Your task: Every line below should be repeated exactly as written.

Natural language region descriptions:
/---

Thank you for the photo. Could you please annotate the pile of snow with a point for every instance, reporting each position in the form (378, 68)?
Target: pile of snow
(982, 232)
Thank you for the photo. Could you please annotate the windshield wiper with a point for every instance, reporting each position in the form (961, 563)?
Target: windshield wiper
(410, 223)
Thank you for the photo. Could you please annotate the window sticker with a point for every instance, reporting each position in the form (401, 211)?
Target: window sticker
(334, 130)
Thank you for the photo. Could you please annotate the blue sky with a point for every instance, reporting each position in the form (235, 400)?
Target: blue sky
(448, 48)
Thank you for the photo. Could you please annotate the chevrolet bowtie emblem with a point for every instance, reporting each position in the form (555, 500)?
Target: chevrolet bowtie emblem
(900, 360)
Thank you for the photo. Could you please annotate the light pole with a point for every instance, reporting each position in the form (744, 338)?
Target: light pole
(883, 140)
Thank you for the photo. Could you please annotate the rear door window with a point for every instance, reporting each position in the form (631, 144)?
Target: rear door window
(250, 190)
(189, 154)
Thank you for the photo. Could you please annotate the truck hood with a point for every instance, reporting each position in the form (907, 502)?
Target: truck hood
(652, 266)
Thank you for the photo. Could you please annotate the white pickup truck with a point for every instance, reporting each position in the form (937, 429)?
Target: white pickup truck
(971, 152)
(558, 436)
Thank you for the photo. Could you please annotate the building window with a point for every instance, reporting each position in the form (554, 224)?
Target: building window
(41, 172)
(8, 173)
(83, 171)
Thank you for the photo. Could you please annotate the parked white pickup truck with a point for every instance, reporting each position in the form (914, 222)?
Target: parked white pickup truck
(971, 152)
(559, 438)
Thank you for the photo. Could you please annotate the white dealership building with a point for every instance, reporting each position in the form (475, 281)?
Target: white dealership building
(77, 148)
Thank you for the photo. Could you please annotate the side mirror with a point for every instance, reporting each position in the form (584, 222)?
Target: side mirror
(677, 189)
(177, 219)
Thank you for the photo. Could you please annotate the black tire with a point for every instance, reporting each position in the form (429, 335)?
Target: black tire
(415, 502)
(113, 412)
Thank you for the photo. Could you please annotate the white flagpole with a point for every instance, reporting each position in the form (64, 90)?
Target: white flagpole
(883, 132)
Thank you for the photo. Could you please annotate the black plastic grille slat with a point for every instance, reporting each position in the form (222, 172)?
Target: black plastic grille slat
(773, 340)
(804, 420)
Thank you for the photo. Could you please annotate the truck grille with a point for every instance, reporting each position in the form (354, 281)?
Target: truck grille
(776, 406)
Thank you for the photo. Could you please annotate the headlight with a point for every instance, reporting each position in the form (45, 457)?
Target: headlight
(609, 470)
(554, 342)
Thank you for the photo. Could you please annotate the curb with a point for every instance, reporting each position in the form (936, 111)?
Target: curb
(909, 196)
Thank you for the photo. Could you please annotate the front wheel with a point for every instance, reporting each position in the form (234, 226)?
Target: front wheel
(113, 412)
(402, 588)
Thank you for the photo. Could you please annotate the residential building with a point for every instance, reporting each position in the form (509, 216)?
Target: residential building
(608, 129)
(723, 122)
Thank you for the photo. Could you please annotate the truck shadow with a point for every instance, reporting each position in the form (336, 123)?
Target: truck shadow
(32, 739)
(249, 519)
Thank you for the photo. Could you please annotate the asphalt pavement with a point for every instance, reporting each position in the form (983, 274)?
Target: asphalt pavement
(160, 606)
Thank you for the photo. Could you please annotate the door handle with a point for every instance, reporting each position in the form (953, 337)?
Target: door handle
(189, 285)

\---

Answer area:
Thank you for the photo. Could you please annotate the pile of snow with a point for every instance, reporting each position in the form (378, 68)?
Target: pile of snow
(982, 232)
Thank you for the photo. Could you please annotate the windshield wiper with a point for every instance, reporting each position in the form (961, 563)?
Target: windshield wiper
(410, 223)
Thank you for the photo. Could you please annotate the window sticker with a point for every instance, reporting each position in the form (401, 211)?
Target: window sticker
(334, 130)
Thank you for the photo. Could you please annotate the blue sky with a point for every instance, reporting each position in the form (235, 400)?
Target: blue sky
(448, 48)
Thank you for the photo. Could you please annotate the chevrolet bowtie emblem with a point for every instance, reporting each position in the form (555, 500)?
Target: chevrolet bowtie emblem
(900, 360)
Thank you for the photo. Could you please annotate the light pole with a point for every instance, reporting each position in the form (744, 338)?
Target: light pole
(883, 140)
Thank you for the photo. Could you please annotate the rear door window with a point for every instance, reporting each position in the form (631, 144)?
Target: rear door window
(250, 190)
(189, 154)
Thank you for the photo. Could you please annotate the truck hood with a point for every instance, reporting each position in the form (907, 502)?
Target: truck hood
(652, 266)
Thank you for the photo. Could you please annotate the white pickup truck with a point for every instance, reporting each position in the form (937, 429)?
Target: white pickup truck
(971, 152)
(558, 436)
Thank you for the photo. Could you please annotate the building window with a point for every instance, reporting each position in the form (554, 224)?
Target: building window
(41, 172)
(8, 173)
(83, 171)
Thank you for the photo. Could you please annotate the parked white pickup truck with a point for every instance, reporting each position in the form (914, 222)?
Target: parked white pickup truck
(971, 152)
(559, 438)
Thank you for the photo. Could you please annotate the white dealership building with a point for every instance, reporting each position in the form (475, 281)?
Target: white dealership building
(77, 148)
Thank you for the photo. Could you please annotate the side mirror with a point for every instance, reporting each position in the form (584, 222)?
Target: side mirror
(677, 189)
(177, 219)
Thank you for the photo. Could you please annotate the black tire with a point for every instance, reporting each position in the form (429, 335)?
Target: black tire
(415, 502)
(113, 412)
Thank you for the photo. Could you please annotate the white flagpole with a point for every instance, reporting each position in the form (64, 90)?
Target: white flagpole
(883, 132)
Thank you for the photo. Could you please annotate the black plastic grille slat with a point for every instance, reporting each position in the form (222, 172)?
Target: black plastic grille slat
(773, 340)
(804, 420)
Thank you for the photo. Could you please annotate the truck grille with a point for every instance, reporting each position in the form (354, 281)?
Target: truck grille
(776, 406)
Thank you for the photo. Could you please annotate the headlight with a point for every instance, reporting each position in the form (45, 457)?
Target: headlight
(609, 470)
(554, 342)
Thank you for the photo. Could you please annotate the curb with a point for every instance, reporting each position in the form (936, 111)?
Target: curb
(909, 196)
Thank you for the photo. Could you please annotate the front wheel with a point for every instance, reporting each position in the form (234, 226)?
Target: front wheel
(113, 412)
(402, 588)
Thank you for the photo. Could you please annotate the residential building with a point for every instance, reporting each position in the form (509, 216)?
Target: residential building
(608, 129)
(723, 122)
Thank you for the photo. Could you please annotate the truck shadow with a point for every instance, reporting each position in the form (336, 123)?
Target: truck shadow
(32, 739)
(249, 519)
Thank you for the photo. Could you please annotate the asphalt pavement with a point for every instance, reporting each position in the form (983, 274)?
Target: asphalt pavement
(160, 606)
Thank you for the photo. Could you please annotate the door handle with a point for every instance, reporting each position in the form (953, 337)?
Target: door handle
(189, 285)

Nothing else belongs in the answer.